EXTRACT:
════════
Speaker 3:I have a little bit more to say about that, and I mean, what do people do? I mean they work incredibly hard at something that they feel is their purpose, something they feel God put them on this earth to do, because they have unique gifts and talents that help them to do that, and they get to the top of the mountain, they make it to the pinnacle of whatever business or sport or whatever they do. And then what do most people do? They kind of kick back, put their feet up on the desk, pour themselves a drink and be like, hey, I've arrived. And then what happens? Six months from now, a year from now, boom, somebody passes them up and it's like wait a minute.
Speaker 2:What?
Speaker 3:happened? What happened is you didn you sustain excellence is you find different ways to market your services. You find different avenues to market those services too. You find different products or services to deliver to your audience, and I don't think people realize that. If you want to be where you are, that's fine. If you're comfortable staying there, that's great. But people are kind of like trees You're either living or you're dying. And if you're not growing, if you're not expanding, if you're not stepping outside those comfort zones, then you're dying, then you're not going anywhere, and so many people are in that category.
════════
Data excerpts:

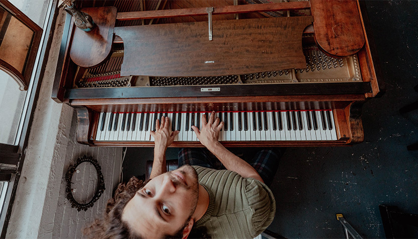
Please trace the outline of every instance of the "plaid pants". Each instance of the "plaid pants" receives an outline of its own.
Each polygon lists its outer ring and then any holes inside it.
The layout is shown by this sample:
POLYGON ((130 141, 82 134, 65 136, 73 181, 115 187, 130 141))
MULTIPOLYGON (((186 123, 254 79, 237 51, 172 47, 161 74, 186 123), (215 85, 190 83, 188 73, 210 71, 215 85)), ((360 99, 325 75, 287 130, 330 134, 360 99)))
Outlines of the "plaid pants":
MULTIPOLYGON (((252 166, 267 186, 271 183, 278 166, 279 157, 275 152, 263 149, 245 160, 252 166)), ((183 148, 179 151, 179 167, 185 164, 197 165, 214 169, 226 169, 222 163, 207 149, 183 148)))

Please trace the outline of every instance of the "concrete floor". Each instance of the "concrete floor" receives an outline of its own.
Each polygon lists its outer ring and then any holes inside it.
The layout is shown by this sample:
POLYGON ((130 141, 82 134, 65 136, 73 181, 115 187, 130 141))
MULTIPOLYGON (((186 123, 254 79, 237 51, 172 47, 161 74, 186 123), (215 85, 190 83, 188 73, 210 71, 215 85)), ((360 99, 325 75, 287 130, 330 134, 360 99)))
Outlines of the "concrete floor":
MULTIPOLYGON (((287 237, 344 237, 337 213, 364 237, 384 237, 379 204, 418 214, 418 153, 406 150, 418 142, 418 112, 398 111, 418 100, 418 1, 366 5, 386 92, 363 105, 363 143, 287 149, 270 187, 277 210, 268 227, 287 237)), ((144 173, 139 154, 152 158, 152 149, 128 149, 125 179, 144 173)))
════════
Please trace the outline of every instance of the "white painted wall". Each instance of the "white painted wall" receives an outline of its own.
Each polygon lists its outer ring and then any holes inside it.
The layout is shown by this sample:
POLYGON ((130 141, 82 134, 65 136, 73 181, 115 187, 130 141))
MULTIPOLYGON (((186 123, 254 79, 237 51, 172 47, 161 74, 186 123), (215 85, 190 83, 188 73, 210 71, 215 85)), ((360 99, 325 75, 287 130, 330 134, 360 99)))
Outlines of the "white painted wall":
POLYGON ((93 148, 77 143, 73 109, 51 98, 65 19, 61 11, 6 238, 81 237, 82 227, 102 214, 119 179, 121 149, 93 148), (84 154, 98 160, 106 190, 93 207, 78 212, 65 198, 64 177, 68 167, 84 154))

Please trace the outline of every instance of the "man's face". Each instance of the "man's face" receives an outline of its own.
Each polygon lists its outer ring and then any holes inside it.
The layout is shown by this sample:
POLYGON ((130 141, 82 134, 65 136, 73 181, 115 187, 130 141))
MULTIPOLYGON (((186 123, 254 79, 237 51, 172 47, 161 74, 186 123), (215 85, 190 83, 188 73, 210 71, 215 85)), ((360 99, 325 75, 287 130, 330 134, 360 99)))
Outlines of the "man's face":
════════
TASK DIRECTIONS:
From the transcript about sustaining excellence, set down the passage starting with "Speaker 2:What?" and going on through "in that category.".

EXPECTED OUTPUT:
Speaker 2:What?
Speaker 3:happened? What happened is you didn you sustain excellence is you find different ways to market your services. You find different avenues to market those services too. You find different products or services to deliver to your audience, and I don't think people realize that. If you want to be where you are, that's fine. If you're comfortable staying there, that's great. But people are kind of like trees You're either living or you're dying. And if you're not growing, if you're not expanding, if you're not stepping outside those comfort zones, then you're dying, then you're not going anywhere, and so many people are in that category.